Tus tareas
**A.** Responde con datos del relato sobre el baloncesto:
(i) ¿Qué edad tenía quien narra?
(ii) ¿En qué dice que era malísima?
(iii) ¿Qué tiró una vez antes de encerrarse en el vestuario?
**B.** Reescribe el trozo del relato sobre el baloncesto que arranca con "Pero me obsesioné" y sigue hasta "que no recuerdo.", poniendo "banco" en lugar de "banquillo".

Extracto de la página
>>>

Claro, con 16 años, en plena ebullición de mi personalidad y sin si quiera ser consciente de lo poderoso que era mi ego, yo pensaba que era buena al baloncesto. Tanto, que me pasaba horas practicándolo. He de reconocer que botando era malísima, pero defendiendo era la mejor. Luchaba por coger el balón como si fuese el último huevo kinder que quedaba en casa y mis hermanos quisieran arrebatármelo. Y transmitía esas ganas de guerra a mi equipo, lo que hizo que durante varios años fuese la capitana.
Pero me obsesioné tanto con este deporte que toda mi ira (en aquellos años juveniles era mucha) la volcaba en él. Así que a veces en los partidos me enfurecía cuando las cosas se tornaban, a mi parecer, en injustas. Si el árbitro me pitaba una falta y yo opinaba lo contrario, le quitaba el balón y le daba una patada mientras le miraba enfurecida. Si me peleaba con alguna contrincante que me odiaba sin motivo alguno y me expulsaban, me iba gritando y arramplando con todo lo que había alrededor. Una vez tiré el banquillo de mi equipo y me encerré en el vestuario con un portazo mientras gritaba cosas grotescas que menos mal que no recuerdo.

<<<

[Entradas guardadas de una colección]
>>>

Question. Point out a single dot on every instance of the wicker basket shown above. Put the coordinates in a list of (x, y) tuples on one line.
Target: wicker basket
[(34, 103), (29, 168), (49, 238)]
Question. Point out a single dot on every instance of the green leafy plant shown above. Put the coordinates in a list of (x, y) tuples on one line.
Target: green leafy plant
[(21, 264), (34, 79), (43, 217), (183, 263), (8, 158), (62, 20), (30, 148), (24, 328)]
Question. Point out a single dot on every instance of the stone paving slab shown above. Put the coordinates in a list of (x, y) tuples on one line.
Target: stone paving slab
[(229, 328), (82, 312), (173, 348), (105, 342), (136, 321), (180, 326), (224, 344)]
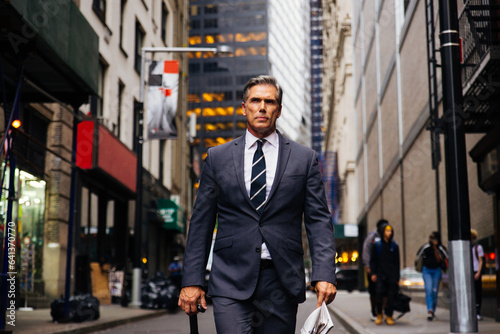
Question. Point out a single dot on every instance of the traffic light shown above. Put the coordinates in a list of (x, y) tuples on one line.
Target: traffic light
[(16, 123)]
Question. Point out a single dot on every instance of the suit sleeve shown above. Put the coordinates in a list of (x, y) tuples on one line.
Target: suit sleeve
[(319, 226), (201, 228)]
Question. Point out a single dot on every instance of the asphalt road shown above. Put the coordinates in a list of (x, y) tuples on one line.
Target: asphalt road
[(178, 323)]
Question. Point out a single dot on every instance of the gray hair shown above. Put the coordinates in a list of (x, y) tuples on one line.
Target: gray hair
[(263, 80)]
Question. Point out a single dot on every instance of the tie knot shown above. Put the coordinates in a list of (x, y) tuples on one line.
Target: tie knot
[(260, 143)]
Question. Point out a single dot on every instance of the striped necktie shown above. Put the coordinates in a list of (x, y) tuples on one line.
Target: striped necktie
[(258, 181)]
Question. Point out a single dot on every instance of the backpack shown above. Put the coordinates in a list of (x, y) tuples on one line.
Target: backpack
[(378, 244), (477, 257)]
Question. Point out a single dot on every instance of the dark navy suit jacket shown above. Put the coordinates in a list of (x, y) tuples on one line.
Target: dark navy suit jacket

<<<

Soluciones completas
**A.**
(i) 16 años.
(ii) Botando.
(iii) El banquillo de su equipo.

**B.**
Pero me obsesioné tanto con este deporte que toda mi ira (en aquellos años juveniles era mucha) la volcaba en él. Así que a veces en los partidos me enfurecía cuando las cosas se tornaban, a mi parecer, en injustas. Si el árbitro me pitaba una falta y yo opinaba lo contrario, le quitaba el balón y le daba una patada mientras le miraba enfurecida. Si me peleaba con alguna contrincante que me odiaba sin motivo alguno y me expulsaban, me iba gritando y arramplando con todo lo que había alrededor. Una vez tiré el banco de mi equipo y me encerré en el vestuario con un portazo mientras gritaba cosas grotescas que menos mal que no recuerdo.